2026-03-05

The daily brief ran empty for two consecutive days in early March. The dedup stage was returning a dedup_rate of 100%. Every signal out of the news pipeline marked as a duplicate of something already in the database, every brief reduced to a header with no body.

The pipeline pulls from 50+ financial news sources every two hours, parses each article into structured signals (“Rocket Lab announced earnings of X,” “the FDA approved drug Y”), and runs dedup upstream of the synthesis LLM call so the brief doesn’t repeat itself across sources. Dedup is itself an LLM call: send a batch of signal IDs, get back groups of {canonical_id, duplicate_ids}, mark accordingly. The code took those IDs at face value.

The model frequently returned canonical_id=1, a row from Feb 20 that had never appeared in any of the dedup batches that referenced it. Every group rooted at that ID quietly marked unrelated signals as duplicates of a row from two weeks ago. 1,714 signals false-deduped between Feb 20 and Mar 5. On Mar 3-4 the rate hit 100%.

## What you will do
a - Answer these questions from the dedup write-up, one per line:
(i) How often does the pipeline pull from its news sources?
(ii) Which canonical_id did the model frequently return?
(iii) How many signals were false-deduped between Feb 20 and Mar 5?
b - List every step that makes up the dedup LLM call, as the dedup write-up describes it.
c - Output the dedup write-up's text from "The pipeline pulls" to "at face value.", inclusive.
The material below the write-up comes from a separate source.

[Dataset excerpts]
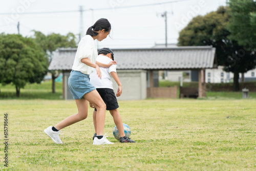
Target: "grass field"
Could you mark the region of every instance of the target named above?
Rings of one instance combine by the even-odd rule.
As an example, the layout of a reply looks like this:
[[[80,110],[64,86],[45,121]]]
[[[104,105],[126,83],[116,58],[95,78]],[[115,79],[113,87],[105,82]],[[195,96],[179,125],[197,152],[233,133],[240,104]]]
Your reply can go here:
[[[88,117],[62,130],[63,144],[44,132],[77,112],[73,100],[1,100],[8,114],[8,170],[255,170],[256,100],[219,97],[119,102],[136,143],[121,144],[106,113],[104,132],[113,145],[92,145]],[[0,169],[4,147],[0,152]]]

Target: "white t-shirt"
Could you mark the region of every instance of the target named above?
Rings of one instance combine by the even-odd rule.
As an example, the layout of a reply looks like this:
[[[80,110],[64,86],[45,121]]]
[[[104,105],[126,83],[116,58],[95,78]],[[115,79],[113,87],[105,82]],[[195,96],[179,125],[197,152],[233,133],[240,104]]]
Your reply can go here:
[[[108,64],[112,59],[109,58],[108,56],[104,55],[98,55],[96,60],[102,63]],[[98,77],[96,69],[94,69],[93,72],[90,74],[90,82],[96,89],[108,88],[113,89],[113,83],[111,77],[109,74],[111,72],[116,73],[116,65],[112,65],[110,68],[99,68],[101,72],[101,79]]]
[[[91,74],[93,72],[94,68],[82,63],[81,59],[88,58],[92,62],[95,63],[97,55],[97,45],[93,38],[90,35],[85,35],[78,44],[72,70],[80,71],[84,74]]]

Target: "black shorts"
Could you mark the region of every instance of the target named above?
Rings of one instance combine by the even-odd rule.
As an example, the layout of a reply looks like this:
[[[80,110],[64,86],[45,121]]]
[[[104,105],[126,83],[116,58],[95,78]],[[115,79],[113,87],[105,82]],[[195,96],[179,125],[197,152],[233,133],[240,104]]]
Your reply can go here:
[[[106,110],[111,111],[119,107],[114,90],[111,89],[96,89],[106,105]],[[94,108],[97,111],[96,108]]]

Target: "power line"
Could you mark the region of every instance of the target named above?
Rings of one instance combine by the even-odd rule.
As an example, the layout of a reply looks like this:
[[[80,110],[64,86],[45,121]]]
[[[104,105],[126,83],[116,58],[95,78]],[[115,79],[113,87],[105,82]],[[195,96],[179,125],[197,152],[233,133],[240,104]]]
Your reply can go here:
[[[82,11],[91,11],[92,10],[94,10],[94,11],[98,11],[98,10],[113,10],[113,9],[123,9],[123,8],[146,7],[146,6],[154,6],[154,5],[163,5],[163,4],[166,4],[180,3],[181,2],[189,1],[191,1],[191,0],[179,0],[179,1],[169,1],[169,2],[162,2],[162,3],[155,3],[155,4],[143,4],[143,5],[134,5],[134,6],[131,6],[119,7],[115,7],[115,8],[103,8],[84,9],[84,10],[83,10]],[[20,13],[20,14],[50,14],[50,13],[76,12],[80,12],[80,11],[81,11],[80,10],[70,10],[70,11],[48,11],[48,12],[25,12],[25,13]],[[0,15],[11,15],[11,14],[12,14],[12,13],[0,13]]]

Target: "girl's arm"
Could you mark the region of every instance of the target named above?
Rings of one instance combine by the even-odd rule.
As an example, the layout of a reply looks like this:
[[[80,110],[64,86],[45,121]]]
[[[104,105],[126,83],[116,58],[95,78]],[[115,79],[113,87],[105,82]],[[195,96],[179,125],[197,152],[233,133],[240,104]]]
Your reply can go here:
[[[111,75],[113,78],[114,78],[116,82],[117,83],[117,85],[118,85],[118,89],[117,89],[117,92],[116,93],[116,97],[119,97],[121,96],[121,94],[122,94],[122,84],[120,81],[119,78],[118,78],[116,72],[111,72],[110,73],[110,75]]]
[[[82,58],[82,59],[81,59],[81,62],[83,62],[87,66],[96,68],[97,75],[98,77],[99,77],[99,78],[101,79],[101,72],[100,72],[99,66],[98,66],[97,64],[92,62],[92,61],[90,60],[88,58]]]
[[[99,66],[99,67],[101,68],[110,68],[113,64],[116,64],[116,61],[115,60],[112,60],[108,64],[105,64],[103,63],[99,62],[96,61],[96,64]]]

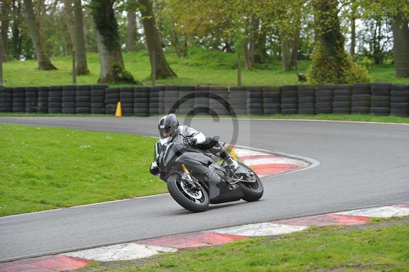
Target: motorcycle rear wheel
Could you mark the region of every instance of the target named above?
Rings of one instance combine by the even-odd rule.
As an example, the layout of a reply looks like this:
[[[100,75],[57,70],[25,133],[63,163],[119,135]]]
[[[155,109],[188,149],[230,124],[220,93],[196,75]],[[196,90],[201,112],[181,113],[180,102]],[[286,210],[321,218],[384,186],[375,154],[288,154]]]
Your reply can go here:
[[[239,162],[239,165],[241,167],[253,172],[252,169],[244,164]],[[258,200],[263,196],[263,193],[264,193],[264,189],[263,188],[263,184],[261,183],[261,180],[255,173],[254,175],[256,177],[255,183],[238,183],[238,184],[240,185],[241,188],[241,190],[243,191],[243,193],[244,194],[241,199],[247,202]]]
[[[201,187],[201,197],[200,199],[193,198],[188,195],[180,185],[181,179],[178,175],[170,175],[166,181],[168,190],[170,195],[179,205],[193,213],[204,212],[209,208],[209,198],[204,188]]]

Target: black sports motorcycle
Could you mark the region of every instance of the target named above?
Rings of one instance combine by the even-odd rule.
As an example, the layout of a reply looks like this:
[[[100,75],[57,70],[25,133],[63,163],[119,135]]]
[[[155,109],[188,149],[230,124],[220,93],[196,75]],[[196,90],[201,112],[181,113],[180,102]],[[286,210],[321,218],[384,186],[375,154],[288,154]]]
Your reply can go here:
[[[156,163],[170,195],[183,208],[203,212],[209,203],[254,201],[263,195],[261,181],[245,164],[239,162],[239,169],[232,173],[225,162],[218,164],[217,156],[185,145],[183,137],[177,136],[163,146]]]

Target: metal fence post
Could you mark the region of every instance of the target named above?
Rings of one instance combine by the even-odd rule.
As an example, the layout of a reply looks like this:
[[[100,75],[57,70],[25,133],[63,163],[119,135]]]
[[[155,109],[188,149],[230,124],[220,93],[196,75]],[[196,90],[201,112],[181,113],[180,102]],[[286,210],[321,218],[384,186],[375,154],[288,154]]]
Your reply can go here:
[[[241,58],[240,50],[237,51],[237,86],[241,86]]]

## Answers provided
a -
(i) Every two hours
(ii) canonical_id=1
(iii) 1,714

b -
- Send a batch of signal IDs
- Get back groups of {canonical_id, duplicate_ids}
- Mark accordingly

c -
The pipeline pulls from 50+ financial news sources every two hours, parses each article into structured signals (“Rocket Lab announced earnings of X,” “the FDA approved drug Y”), and runs dedup upstream of the synthesis LLM call so the brief doesn’t repeat itself across sources. Dedup is itself an LLM call: send a batch of signal IDs, get back groups of {canonical_id, duplicate_ids}, mark accordingly. The code took those IDs at face value.